+++ Document extract +++
Changes resulting from splits and mergers

List of significant name changes

This is a list of internationally important or significant renamings.


Subnational entities

New Zealand
Northern Ireland
South Africa

Cities and towns

  • Amadora, Portugal, was known as Porcalhota until 1907. The name change was due to the unflattering meaning of the original toponym (something like "Little dirty one").
  • Attock, Pakistan, was known as Campbellpur.
  • Bin Qasim, Pakistan, formerly known as Pipri.
  • Beijing, China, Usually spelt Peking until the 1980s. Named Peiping (Beiping in pinyin) from 1927 to 1949, during which time Nanking (Nanjing) was the national capital.
  • Bangalore, India, set to be changed to Bengaluru with state government approval in 2006 but yet to be ratified by the central government
  • Banjul, formerly Bathurst.
  • Bishkek, Kyrgyzstan, between 1926 and 1991 called Frunze
  • Bogotá – Changed to Santa Fé de Bogotá D.C. (Distrito Capital) in 1991 from Bogotá D.E. (Distrito Especial). Changed back to the simplified Bogotá D.C. (Distrito Capital) in 2000.
  • Bratislava, Slovakia, formerly Pozsony or Pressburg
  • Busan – spelt Pusan prior to the official adoption of the Revised Romanization by the South Korean Government in 2000. During the Korean War it was the temporary capital. Named Dongrae (동래/東萊) until 1910. In 1920, renamed to Busan.
  • Châlons-en-Champagne, formerly Châlons-sur-Marne until 1998.
  • Chemnitz in Saxony, Germany – named Karl-Marx-Stadt after Karl Marx (1953–1990).
  • Chennai, called Madras until 1996.
  • Cobh, Ireland – formerly known as Queenstown
  • Constância, Portugal was known as Punhete until 1833. The name change was justified by the resemblance of the old toponym with the word punheta (Portuguese for "hand job").
  • Dhaka, Bangladesh – previously Dacca
  • Daegu – spelt Taegu prior to the official adoption of the Revised Romanization by the South Korean Government in 2000. In ancient times, Dalgubeol (달구벌/達句伐)
  • Dnipro, Ukraine, was officially changed from Dnipropetrovsk in 2016, following Ukraine’s decommunization laws (the former name is a contraction of the Ukrainian name of the river Dnieper and the surname of Soviet leader Hryhoriy Petrovsky). Previous names include Katerynoslav, Sicheslav, and Novorossiysk.
+++
> [Work to complete]:
**1.** Answer these questions using the list of name changes:
(a) Until what year was Amadora, Portugal, known as Porcalhota?
(b) What was Bishkek, Kyrgyzstan, called between 1926 and 1991?
(c) During which years was Chemnitz named Karl-Marx-Stadt?
**2.** Return the passage of the list of name changes from "Cities and towns" to "the national capital.", copied word for word.
+++ Listing +++
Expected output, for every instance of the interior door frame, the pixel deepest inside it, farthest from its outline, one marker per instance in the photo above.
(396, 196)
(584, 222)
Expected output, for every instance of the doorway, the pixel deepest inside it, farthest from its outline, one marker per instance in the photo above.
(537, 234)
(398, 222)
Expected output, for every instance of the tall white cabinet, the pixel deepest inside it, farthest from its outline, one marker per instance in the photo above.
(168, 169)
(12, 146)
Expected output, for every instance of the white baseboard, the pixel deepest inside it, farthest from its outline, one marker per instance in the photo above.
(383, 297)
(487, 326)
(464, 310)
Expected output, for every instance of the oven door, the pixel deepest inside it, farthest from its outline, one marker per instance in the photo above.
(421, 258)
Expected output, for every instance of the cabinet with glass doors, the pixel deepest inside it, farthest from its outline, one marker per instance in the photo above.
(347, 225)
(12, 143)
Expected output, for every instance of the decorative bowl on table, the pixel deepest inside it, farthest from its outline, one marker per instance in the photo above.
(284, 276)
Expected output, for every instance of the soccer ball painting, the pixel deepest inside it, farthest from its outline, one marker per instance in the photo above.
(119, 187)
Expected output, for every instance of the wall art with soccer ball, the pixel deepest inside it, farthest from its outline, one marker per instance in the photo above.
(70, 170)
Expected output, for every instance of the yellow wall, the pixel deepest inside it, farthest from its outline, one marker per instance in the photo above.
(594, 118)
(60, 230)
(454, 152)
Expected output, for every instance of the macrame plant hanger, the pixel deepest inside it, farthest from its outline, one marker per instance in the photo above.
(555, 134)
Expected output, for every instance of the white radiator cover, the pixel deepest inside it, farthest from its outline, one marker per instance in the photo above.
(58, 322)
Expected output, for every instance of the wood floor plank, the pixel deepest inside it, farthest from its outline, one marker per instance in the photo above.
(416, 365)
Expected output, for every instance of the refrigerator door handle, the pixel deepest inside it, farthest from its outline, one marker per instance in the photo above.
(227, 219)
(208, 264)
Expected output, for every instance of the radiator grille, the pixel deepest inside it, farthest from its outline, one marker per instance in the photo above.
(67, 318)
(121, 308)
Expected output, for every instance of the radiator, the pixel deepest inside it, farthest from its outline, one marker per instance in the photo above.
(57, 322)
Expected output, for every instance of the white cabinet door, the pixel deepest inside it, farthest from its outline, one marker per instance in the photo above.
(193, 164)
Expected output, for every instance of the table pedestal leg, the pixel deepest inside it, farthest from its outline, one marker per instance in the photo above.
+++
> [Exercise responses]:
**1.**
(a) 1907
(b) Frunze
(c) 1953–1990

**2.**
Cities and towns

  • Amadora, Portugal, was known as Porcalhota until 1907. The name change was due to the unflattering meaning of the original toponym (something like "Little dirty one").
  • Attock, Pakistan, was known as Campbellpur.
  • Bin Qasim, Pakistan, formerly known as Pipri.
  • Beijing, China, Usually spelt Peking until the 1980s. Named Peiping (Beiping in pinyin) from 1927 to 1949, during which time Nanking (Nanjing) was the national capital.